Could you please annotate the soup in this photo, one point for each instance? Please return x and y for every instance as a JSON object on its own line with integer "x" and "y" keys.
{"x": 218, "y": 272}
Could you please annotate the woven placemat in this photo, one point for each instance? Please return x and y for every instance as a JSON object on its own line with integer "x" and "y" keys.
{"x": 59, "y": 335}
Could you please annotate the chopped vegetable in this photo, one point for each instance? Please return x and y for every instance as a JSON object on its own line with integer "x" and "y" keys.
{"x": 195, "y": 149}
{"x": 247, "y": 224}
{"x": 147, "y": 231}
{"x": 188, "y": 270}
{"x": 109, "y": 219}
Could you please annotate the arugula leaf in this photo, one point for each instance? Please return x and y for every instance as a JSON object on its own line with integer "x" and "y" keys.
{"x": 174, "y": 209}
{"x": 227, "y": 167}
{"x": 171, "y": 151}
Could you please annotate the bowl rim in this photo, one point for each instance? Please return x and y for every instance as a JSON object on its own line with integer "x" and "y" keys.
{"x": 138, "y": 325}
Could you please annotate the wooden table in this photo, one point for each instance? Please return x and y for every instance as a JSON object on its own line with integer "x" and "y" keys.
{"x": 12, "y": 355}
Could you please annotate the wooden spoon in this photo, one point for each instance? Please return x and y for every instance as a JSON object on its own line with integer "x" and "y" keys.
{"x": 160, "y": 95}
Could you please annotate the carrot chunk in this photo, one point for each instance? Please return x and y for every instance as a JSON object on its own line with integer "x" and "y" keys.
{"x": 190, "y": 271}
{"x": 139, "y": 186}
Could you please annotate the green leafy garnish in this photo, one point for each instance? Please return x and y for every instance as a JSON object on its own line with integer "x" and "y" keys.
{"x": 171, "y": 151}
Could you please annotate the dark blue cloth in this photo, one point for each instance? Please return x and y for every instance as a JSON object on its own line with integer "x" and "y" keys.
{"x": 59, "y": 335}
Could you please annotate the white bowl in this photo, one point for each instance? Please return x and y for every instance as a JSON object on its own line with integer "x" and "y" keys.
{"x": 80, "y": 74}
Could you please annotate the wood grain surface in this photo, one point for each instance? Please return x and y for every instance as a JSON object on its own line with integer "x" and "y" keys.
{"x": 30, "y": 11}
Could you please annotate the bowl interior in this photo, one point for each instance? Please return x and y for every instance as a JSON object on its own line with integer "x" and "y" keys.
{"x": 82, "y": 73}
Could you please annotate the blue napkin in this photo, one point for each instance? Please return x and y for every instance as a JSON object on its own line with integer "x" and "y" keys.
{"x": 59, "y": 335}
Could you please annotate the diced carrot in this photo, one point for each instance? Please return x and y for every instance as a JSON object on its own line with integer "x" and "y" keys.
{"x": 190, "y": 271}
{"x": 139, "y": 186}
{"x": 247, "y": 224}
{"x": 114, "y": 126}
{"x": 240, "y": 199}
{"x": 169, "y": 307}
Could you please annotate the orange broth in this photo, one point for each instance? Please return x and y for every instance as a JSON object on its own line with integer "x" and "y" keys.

What the task asks: From the line containing "Could you please annotate the diced" down to the last line of the material, each line is to be retyped exactly; no other lines belong in the answer.

Result of this task:
Could you please annotate the diced carrot in this photo, one point for each instance? Please return x and y for every instance as a JSON object on its own line with integer "x" and "y" keys.
{"x": 190, "y": 271}
{"x": 139, "y": 186}
{"x": 247, "y": 224}
{"x": 114, "y": 126}
{"x": 240, "y": 199}
{"x": 169, "y": 307}
Could you please annotate the orange broth in this photo, one point for each instance? Please return x and y for every instance as a JSON object on its own line with integer "x" and "y" keys.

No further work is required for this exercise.